| Task objective |
Revise the lines from the one containing "segment: bare tree through window" up to and including the one containing "[[[244,113],[244,82],[197,87],[198,112]]]": change "bare tree" to "leafless tree" and keep everything else the same. Return only those lines.

| Records provided |
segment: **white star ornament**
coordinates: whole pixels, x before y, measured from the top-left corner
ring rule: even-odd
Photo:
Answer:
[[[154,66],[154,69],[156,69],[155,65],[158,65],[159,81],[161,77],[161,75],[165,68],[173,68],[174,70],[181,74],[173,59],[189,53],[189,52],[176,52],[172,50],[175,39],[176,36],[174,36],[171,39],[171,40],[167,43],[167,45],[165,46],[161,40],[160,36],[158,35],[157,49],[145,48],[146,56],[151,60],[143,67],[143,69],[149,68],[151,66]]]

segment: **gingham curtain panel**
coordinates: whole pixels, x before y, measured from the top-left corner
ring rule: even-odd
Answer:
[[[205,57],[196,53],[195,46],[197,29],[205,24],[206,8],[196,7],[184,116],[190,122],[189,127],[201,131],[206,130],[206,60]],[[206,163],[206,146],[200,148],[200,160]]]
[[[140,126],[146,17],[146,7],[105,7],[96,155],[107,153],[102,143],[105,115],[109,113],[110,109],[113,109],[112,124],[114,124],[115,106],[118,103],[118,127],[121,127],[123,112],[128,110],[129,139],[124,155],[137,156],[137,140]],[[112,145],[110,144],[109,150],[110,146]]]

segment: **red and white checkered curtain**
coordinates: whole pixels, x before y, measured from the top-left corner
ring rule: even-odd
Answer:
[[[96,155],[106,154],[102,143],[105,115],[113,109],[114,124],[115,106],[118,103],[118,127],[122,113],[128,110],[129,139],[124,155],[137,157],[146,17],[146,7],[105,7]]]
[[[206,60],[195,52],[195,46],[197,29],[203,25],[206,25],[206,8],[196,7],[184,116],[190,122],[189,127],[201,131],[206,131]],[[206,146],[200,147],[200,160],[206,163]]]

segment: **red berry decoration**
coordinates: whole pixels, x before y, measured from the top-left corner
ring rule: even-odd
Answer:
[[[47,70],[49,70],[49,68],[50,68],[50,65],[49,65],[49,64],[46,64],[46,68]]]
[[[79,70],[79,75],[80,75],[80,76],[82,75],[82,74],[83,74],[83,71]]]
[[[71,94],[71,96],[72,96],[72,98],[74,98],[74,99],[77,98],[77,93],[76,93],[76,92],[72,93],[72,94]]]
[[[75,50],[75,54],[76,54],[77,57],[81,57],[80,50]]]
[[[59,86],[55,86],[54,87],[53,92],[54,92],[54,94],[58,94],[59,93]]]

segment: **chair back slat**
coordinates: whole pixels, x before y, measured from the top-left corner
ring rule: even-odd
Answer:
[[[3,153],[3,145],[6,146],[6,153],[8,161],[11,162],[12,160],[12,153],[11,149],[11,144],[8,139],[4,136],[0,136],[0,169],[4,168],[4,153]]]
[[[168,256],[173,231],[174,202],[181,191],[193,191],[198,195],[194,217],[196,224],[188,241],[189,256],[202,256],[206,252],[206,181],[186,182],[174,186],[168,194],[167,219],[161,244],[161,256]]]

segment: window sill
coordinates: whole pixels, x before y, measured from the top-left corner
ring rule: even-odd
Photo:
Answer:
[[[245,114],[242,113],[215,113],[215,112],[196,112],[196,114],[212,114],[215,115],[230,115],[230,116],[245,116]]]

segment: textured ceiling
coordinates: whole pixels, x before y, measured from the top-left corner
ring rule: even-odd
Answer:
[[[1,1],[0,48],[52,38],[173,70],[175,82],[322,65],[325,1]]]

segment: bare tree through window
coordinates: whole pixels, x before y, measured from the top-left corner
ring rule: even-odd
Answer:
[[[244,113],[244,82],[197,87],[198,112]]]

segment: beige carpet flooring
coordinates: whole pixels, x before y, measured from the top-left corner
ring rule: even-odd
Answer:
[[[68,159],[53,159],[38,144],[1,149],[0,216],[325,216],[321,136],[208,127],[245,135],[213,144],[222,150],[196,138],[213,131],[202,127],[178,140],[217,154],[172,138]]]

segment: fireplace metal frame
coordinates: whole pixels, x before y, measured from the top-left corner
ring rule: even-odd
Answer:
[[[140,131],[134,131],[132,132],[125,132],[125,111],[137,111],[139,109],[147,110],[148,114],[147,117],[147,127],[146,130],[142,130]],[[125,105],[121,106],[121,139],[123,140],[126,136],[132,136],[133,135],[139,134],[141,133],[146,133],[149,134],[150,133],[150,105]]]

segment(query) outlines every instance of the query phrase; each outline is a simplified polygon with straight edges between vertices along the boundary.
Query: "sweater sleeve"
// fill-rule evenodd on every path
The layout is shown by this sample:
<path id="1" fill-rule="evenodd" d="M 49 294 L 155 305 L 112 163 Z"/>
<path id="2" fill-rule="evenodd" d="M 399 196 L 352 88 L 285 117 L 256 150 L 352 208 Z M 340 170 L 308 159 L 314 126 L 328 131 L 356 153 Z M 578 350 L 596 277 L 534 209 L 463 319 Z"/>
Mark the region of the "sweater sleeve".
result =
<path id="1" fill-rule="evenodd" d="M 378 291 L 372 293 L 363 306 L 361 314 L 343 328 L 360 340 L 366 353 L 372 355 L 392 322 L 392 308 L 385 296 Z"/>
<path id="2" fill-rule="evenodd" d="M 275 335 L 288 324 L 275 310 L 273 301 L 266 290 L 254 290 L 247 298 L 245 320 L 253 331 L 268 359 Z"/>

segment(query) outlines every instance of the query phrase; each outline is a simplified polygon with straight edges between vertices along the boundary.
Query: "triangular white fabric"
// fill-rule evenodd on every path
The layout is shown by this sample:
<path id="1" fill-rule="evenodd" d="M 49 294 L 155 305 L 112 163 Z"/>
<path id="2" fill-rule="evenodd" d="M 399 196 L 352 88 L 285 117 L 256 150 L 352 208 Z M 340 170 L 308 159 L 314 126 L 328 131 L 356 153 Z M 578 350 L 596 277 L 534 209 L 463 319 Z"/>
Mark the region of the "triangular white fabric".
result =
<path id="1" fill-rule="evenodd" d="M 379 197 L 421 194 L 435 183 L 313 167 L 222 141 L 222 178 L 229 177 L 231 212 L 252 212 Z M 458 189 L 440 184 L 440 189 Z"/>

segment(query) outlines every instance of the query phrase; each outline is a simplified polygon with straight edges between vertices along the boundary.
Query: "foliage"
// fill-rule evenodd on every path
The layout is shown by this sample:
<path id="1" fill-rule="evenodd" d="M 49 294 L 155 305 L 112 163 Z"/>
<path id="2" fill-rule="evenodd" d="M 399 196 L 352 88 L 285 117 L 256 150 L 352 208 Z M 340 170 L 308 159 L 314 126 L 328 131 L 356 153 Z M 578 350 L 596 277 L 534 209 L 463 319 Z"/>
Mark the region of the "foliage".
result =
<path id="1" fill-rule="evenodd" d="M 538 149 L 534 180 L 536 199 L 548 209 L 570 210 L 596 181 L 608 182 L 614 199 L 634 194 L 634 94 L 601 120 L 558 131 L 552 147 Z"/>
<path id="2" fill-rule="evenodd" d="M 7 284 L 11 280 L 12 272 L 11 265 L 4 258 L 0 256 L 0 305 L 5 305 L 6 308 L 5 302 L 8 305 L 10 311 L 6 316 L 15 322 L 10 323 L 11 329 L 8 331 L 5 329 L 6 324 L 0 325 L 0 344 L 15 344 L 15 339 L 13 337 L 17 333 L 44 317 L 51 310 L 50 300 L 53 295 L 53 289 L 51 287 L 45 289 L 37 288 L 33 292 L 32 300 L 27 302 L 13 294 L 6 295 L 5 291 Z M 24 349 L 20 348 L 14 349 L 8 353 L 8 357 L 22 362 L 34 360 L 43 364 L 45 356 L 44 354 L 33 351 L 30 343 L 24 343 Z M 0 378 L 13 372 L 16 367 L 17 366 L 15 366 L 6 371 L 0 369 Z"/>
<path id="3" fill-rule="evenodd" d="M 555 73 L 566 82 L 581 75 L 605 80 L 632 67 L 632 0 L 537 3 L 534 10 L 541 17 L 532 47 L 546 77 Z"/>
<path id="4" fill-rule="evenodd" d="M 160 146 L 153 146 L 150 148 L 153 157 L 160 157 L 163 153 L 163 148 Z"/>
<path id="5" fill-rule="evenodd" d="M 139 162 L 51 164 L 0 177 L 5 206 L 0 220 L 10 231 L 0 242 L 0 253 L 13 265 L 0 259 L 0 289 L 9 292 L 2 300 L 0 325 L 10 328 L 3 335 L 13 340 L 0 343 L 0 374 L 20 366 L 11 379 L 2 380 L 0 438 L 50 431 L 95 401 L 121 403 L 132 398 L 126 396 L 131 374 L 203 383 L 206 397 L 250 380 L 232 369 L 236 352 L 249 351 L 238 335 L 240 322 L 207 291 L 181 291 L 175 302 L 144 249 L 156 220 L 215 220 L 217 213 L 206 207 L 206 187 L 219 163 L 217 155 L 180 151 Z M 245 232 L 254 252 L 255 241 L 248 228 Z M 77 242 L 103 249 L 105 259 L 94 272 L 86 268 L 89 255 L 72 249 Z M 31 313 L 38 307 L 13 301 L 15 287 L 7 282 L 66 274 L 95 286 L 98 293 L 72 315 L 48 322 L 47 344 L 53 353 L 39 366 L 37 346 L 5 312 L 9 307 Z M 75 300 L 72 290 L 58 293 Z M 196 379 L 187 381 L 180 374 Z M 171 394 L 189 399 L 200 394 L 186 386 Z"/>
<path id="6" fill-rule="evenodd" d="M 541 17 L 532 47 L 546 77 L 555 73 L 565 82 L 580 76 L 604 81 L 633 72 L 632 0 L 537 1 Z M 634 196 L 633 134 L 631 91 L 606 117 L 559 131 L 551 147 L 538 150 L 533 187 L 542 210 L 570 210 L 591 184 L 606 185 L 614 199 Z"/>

| Task answer |
segment: leafless tree through window
coordinates: whole pixels, x before y, measured from the top-left corner
ring rule: even-odd
Answer:
[[[244,113],[244,82],[197,87],[198,112]]]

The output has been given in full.